**CONSIGNE DONNÉE:**
Restituez l'intégralité du matériel ci-dessous sous forme de tableau Markdown à deux colonnes, « Rang » pour le numéro de ligne et « Ligne » pour son texte, sans les lignes vides. Les images sont à exclure de la réponse.

**Lignes de données:**
==================================================
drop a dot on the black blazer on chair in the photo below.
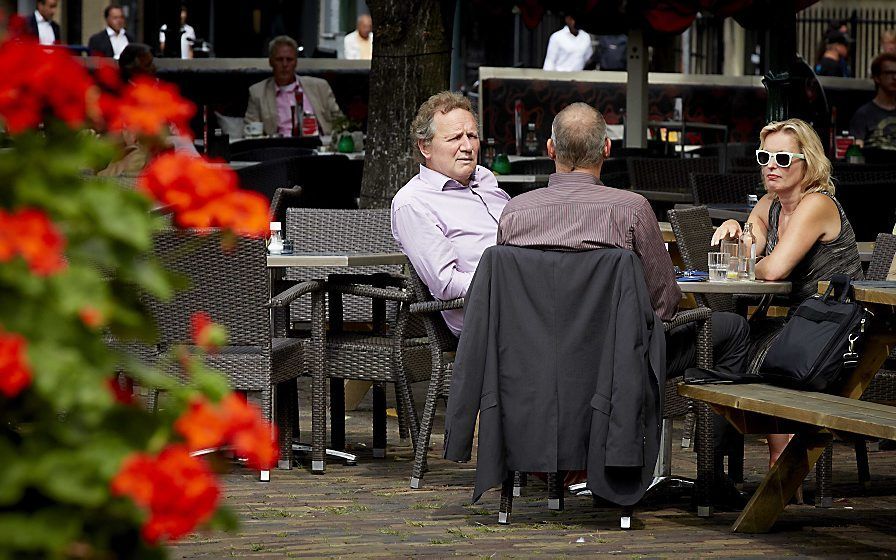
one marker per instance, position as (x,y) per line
(564,360)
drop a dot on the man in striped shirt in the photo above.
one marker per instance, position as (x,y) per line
(576,212)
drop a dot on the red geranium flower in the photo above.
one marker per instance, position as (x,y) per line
(178,490)
(148,106)
(233,422)
(34,79)
(15,374)
(30,233)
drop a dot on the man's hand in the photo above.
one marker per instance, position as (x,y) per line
(728,229)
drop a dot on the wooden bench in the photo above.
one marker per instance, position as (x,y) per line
(815,418)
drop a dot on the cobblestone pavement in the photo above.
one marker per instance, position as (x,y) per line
(369,511)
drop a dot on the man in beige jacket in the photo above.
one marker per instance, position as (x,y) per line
(271,100)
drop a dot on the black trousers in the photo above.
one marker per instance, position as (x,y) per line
(730,344)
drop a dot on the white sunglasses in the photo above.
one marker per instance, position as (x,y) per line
(782,159)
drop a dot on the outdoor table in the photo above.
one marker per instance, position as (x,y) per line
(757,409)
(276,265)
(741,287)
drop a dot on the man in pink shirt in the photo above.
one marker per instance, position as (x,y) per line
(447,215)
(271,101)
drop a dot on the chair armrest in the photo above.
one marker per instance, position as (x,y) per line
(392,294)
(437,305)
(291,294)
(697,315)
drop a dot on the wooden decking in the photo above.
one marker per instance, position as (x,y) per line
(368,511)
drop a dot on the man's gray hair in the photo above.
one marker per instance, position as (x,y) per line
(424,128)
(579,132)
(282,40)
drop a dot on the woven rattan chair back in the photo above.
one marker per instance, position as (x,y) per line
(668,174)
(882,258)
(230,284)
(265,177)
(716,188)
(693,231)
(340,231)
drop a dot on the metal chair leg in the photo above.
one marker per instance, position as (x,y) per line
(862,463)
(823,472)
(379,421)
(519,481)
(506,499)
(555,490)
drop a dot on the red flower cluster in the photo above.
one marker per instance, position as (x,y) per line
(180,491)
(147,106)
(234,422)
(30,234)
(203,195)
(15,374)
(35,80)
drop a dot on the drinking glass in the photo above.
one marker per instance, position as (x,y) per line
(718,266)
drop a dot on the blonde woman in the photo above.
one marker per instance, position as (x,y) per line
(800,227)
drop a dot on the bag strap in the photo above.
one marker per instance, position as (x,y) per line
(838,286)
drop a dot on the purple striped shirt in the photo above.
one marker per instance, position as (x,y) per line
(576,212)
(444,227)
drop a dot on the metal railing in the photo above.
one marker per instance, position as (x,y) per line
(865,27)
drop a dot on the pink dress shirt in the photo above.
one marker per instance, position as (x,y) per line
(286,99)
(444,227)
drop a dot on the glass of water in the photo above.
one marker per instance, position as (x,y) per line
(718,266)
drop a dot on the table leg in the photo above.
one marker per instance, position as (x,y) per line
(781,482)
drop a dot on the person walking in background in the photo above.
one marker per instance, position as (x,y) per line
(874,124)
(41,24)
(888,41)
(834,61)
(358,45)
(113,39)
(569,48)
(187,35)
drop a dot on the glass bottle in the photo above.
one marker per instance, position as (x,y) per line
(748,251)
(275,243)
(531,140)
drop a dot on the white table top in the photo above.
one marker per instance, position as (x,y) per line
(735,287)
(335,259)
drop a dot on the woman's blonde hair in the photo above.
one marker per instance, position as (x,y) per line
(817,177)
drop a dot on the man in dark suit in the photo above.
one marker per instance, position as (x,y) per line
(41,24)
(113,39)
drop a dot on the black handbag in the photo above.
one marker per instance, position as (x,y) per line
(819,346)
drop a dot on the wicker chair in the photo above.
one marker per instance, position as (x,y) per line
(233,287)
(668,174)
(265,177)
(693,231)
(383,355)
(442,346)
(870,207)
(270,153)
(716,188)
==================================================
**EXERCICE CORRIGÉ:**
| Rang | Ligne |
|---|---|
| 1 | drop a dot on the black blazer on chair in the photo below. |
| 2 | one marker per instance, position as (x,y) per line |
| 3 | (564,360) |
| 4 | drop a dot on the man in striped shirt in the photo above. |
| 5 | one marker per instance, position as (x,y) per line |
| 6 | (576,212) |
| 7 | drop a dot on the red geranium flower in the photo above. |
| 8 | one marker per instance, position as (x,y) per line |
| 9 | (178,490) |
| 10 | (148,106) |
| 11 | (233,422) |
| 12 | (34,79) |
| 13 | (15,374) |
| 14 | (30,233) |
| 15 | drop a dot on the man's hand in the photo above. |
| 16 | one marker per instance, position as (x,y) per line |
| 17 | (728,229) |
| 18 | drop a dot on the wooden bench in the photo above. |
| 19 | one marker per instance, position as (x,y) per line |
| 20 | (815,418) |
| 21 | drop a dot on the cobblestone pavement in the photo above. |
| 22 | one marker per instance, position as (x,y) per line |
| 23 | (369,511) |
| 24 | drop a dot on the man in beige jacket in the photo above. |
| 25 | one marker per instance, position as (x,y) per line |
| 26 | (271,100) |
| 27 | drop a dot on the black trousers in the photo above. |
| 28 | one marker per instance, position as (x,y) per line |
| 29 | (730,344) |
| 30 | drop a dot on the white sunglasses in the photo above. |
| 31 | one marker per instance, position as (x,y) per line |
| 32 | (782,159) |
| 33 | drop a dot on the outdoor table in the photo above. |
| 34 | one marker per instance, position as (x,y) per line |
| 35 | (757,409) |
| 36 | (276,265) |
| 37 | (741,287) |
| 38 | drop a dot on the man in pink shirt in the photo above. |
| 39 | one marker per instance, position as (x,y) per line |
| 40 | (447,215) |
| 41 | (271,101) |
| 42 | drop a dot on the chair armrest in the photo above. |
| 43 | one marker per instance, position as (x,y) per line |
| 44 | (392,294) |
| 45 | (437,305) |
| 46 | (291,294) |
| 47 | (697,315) |
| 48 | drop a dot on the wooden decking in the photo above. |
| 49 | one marker per instance, position as (x,y) per line |
| 50 | (368,511) |
| 51 | drop a dot on the man's gray hair in the photo above. |
| 52 | one marker per instance, position as (x,y) per line |
| 53 | (424,128) |
| 54 | (579,132) |
| 55 | (282,40) |
| 56 | drop a dot on the woven rattan chair back in the photo above. |
| 57 | one marker per instance, position as (x,y) per line |
| 58 | (668,174) |
| 59 | (882,258) |
| 60 | (230,284) |
| 61 | (265,177) |
| 62 | (716,188) |
| 63 | (693,231) |
| 64 | (340,231) |
| 65 | drop a dot on the metal chair leg in the photo above. |
| 66 | one marker per instance, position as (x,y) per line |
| 67 | (862,463) |
| 68 | (823,472) |
| 69 | (379,421) |
| 70 | (519,481) |
| 71 | (506,499) |
| 72 | (555,490) |
| 73 | drop a dot on the red flower cluster in the photo above. |
| 74 | one marker per instance, position as (x,y) per line |
| 75 | (180,491) |
| 76 | (147,106) |
| 77 | (234,422) |
| 78 | (30,234) |
| 79 | (203,195) |
| 80 | (15,374) |
| 81 | (35,80) |
| 82 | drop a dot on the drinking glass in the photo above. |
| 83 | one marker per instance, position as (x,y) per line |
| 84 | (718,266) |
| 85 | drop a dot on the blonde woman in the photo above. |
| 86 | one marker per instance, position as (x,y) per line |
| 87 | (800,227) |
| 88 | drop a dot on the bag strap in the photo above. |
| 89 | one marker per instance, position as (x,y) per line |
| 90 | (838,286) |
| 91 | drop a dot on the purple striped shirt in the photo above. |
| 92 | one marker per instance, position as (x,y) per line |
| 93 | (576,212) |
| 94 | (444,227) |
| 95 | drop a dot on the metal railing in the photo above. |
| 96 | one marker per instance, position as (x,y) per line |
| 97 | (865,27) |
| 98 | drop a dot on the pink dress shirt in the photo above. |
| 99 | one marker per instance, position as (x,y) per line |
| 100 | (286,99) |
| 101 | (444,227) |
| 102 | drop a dot on the glass of water in the photo above. |
| 103 | one marker per instance, position as (x,y) per line |
| 104 | (718,266) |
| 105 | drop a dot on the table leg in the photo above. |
| 106 | one marker per instance, position as (x,y) per line |
| 107 | (781,482) |
| 108 | drop a dot on the person walking in background in the photo above. |
| 109 | one marker per instance, position as (x,y) per line |
| 110 | (874,124) |
| 111 | (41,24) |
| 112 | (888,41) |
| 113 | (834,61) |
| 114 | (358,45) |
| 115 | (113,39) |
| 116 | (569,48) |
| 117 | (187,35) |
| 118 | drop a dot on the glass bottle in the photo above. |
| 119 | one marker per instance, position as (x,y) per line |
| 120 | (748,251) |
| 121 | (275,243) |
| 122 | (531,140) |
| 123 | drop a dot on the white table top in the photo above. |
| 124 | one marker per instance, position as (x,y) per line |
| 125 | (735,287) |
| 126 | (335,259) |
| 127 | drop a dot on the woman's blonde hair in the photo above. |
| 128 | one marker per instance, position as (x,y) per line |
| 129 | (817,177) |
| 130 | drop a dot on the man in dark suit in the photo above. |
| 131 | one marker per instance, position as (x,y) per line |
| 132 | (41,24) |
| 133 | (113,39) |
| 134 | drop a dot on the black handbag in the photo above. |
| 135 | one marker per instance, position as (x,y) per line |
| 136 | (819,346) |
| 137 | drop a dot on the wicker chair in the photo above. |
| 138 | one marker per instance, position as (x,y) per line |
| 139 | (233,287) |
| 140 | (668,174) |
| 141 | (265,177) |
| 142 | (693,231) |
| 143 | (383,355) |
| 144 | (442,346) |
| 145 | (870,207) |
| 146 | (270,153) |
| 147 | (716,188) |